Bounding box annotation entries
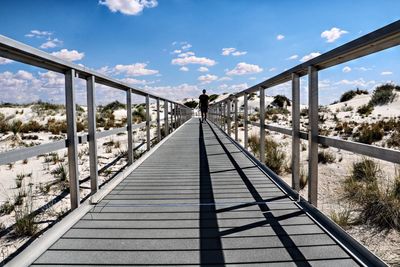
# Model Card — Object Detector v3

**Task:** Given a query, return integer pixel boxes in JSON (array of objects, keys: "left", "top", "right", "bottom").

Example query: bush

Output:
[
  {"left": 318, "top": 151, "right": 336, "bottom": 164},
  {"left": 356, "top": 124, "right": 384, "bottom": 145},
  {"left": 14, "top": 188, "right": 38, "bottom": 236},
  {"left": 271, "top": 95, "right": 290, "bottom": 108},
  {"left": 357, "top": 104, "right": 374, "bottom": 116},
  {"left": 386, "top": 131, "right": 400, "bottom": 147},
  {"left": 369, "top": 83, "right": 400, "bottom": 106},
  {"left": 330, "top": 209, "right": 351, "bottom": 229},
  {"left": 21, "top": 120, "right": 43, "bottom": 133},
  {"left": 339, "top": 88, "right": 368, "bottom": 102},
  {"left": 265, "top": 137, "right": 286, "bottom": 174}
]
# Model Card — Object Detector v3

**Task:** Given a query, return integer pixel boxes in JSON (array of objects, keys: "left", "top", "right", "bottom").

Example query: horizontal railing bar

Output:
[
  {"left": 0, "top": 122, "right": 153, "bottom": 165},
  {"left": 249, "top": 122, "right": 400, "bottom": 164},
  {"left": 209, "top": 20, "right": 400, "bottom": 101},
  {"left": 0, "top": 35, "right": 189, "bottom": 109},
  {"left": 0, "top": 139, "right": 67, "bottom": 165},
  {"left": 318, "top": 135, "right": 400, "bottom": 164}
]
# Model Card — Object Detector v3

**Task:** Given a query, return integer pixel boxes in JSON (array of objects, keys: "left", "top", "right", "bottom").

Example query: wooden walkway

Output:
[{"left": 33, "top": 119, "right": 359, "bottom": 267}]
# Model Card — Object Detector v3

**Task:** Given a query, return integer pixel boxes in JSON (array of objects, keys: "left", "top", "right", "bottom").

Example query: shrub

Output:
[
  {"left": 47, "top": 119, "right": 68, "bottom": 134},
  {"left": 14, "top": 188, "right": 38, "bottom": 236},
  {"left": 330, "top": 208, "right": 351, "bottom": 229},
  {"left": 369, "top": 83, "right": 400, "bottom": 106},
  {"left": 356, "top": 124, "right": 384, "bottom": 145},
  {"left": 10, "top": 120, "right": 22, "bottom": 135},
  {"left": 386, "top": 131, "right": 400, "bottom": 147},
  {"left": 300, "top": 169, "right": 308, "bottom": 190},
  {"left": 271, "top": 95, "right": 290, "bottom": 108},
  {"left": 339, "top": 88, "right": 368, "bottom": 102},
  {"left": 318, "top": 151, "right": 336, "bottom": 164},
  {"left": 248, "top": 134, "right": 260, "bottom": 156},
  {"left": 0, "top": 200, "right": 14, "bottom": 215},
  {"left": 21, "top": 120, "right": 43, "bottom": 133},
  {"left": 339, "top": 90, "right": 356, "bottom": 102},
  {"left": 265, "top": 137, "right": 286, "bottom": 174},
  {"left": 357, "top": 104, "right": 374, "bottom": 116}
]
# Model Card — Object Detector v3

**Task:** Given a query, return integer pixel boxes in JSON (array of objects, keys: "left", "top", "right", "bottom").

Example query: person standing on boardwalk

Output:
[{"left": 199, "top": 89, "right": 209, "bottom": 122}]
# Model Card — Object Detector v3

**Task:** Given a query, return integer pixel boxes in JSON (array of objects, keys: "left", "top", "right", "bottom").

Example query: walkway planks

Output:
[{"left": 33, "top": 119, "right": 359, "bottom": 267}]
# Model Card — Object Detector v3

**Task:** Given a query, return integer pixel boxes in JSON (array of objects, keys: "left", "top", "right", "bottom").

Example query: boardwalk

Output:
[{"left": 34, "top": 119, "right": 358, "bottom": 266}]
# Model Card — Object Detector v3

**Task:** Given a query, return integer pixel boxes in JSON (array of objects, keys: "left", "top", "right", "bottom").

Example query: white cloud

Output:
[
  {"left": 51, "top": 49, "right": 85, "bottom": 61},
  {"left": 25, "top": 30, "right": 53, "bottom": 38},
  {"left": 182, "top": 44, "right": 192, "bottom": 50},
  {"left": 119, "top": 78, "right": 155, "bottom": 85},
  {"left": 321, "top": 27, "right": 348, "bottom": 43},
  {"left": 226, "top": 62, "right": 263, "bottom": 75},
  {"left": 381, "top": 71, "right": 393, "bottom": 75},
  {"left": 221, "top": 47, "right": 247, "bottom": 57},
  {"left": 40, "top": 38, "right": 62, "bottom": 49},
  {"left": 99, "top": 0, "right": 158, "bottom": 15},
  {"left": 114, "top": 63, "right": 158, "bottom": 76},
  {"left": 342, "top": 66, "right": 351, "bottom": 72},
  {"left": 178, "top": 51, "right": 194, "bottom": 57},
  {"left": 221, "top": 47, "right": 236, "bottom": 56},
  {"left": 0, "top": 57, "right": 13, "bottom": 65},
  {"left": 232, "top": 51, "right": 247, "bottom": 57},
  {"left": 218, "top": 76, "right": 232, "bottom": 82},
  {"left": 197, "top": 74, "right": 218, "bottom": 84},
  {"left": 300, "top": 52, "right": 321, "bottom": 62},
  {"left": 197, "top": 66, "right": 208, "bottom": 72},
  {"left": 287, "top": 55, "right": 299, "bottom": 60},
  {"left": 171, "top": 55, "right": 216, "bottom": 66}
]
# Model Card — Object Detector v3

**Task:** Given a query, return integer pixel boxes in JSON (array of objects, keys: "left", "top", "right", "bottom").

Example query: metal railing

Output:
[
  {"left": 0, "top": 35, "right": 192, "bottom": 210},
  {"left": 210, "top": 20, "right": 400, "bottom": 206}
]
---
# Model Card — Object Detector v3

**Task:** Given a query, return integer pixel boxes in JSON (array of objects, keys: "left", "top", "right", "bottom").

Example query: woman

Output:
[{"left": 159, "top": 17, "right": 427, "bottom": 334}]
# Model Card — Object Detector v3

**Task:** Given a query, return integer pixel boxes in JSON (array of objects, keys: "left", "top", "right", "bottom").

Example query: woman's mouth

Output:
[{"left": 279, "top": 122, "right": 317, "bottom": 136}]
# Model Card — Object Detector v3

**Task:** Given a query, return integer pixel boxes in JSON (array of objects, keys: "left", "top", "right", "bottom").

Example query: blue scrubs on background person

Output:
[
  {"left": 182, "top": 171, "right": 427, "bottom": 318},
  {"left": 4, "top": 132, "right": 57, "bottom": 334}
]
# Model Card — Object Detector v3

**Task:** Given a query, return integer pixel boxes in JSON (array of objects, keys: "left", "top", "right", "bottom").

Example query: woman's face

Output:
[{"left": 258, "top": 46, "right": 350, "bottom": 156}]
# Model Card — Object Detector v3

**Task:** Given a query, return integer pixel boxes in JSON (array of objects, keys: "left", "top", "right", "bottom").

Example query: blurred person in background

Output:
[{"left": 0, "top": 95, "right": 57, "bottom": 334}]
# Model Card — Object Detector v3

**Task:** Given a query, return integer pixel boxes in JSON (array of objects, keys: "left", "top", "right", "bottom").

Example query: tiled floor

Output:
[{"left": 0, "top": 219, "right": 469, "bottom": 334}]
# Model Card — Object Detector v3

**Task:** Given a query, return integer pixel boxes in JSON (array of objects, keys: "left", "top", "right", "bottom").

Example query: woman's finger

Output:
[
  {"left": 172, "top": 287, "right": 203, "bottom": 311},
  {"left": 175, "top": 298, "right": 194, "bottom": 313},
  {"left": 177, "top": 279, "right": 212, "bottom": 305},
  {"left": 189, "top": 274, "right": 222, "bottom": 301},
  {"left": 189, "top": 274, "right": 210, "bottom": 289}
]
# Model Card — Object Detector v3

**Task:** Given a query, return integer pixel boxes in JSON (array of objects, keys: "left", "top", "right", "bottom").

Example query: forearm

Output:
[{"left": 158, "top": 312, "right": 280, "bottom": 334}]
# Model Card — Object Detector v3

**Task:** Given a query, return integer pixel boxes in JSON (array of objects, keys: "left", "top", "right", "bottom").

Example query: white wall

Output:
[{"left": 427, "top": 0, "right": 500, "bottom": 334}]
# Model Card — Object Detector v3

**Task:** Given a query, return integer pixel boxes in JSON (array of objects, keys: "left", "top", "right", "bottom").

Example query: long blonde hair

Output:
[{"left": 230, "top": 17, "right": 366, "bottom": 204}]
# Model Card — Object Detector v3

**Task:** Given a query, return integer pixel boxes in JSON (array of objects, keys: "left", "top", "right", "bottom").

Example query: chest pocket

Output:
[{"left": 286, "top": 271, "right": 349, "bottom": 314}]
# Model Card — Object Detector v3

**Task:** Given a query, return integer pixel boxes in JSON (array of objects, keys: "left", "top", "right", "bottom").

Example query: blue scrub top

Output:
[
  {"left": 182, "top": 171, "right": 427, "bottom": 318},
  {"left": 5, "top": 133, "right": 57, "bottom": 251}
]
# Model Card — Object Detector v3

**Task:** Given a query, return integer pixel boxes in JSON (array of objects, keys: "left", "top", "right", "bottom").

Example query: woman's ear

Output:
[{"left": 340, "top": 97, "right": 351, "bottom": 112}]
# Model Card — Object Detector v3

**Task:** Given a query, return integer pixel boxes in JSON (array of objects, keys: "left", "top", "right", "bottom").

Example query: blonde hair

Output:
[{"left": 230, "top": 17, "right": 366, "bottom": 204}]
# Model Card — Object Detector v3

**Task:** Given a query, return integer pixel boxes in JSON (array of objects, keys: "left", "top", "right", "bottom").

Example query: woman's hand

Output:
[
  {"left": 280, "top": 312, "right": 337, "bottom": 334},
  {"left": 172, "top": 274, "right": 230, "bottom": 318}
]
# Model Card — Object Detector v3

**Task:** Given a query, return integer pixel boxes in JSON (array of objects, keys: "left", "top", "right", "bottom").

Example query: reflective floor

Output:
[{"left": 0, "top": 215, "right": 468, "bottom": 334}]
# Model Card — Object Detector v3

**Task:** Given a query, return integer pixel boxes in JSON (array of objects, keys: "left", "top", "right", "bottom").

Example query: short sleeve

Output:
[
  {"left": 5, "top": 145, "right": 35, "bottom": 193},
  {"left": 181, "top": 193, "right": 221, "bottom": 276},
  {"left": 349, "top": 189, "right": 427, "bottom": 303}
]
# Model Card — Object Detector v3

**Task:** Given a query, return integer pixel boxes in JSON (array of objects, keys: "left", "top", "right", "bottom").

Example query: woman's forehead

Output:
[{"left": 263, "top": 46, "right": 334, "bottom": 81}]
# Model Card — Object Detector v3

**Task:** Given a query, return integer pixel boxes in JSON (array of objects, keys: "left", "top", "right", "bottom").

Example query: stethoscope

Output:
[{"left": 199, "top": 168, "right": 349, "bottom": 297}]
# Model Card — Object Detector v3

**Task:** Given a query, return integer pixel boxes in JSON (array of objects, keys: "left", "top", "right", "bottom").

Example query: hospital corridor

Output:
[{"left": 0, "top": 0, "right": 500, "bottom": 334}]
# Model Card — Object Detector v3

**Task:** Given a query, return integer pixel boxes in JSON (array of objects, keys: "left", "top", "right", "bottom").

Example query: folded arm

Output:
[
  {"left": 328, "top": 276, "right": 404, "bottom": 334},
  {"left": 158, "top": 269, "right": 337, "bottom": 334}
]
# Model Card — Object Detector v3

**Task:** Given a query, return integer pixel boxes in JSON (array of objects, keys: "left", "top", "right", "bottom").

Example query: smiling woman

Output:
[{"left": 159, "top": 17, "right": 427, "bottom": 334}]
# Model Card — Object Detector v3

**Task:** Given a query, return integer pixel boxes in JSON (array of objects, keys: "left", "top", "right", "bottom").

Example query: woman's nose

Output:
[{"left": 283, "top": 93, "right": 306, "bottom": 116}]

*Task requirements*. Extract every line from the records above that contains the word "boardwalk", and list those lines in the order they appear.

*Solution to the problem*.
Example query: person standing on boardwalk
Example query: boardwalk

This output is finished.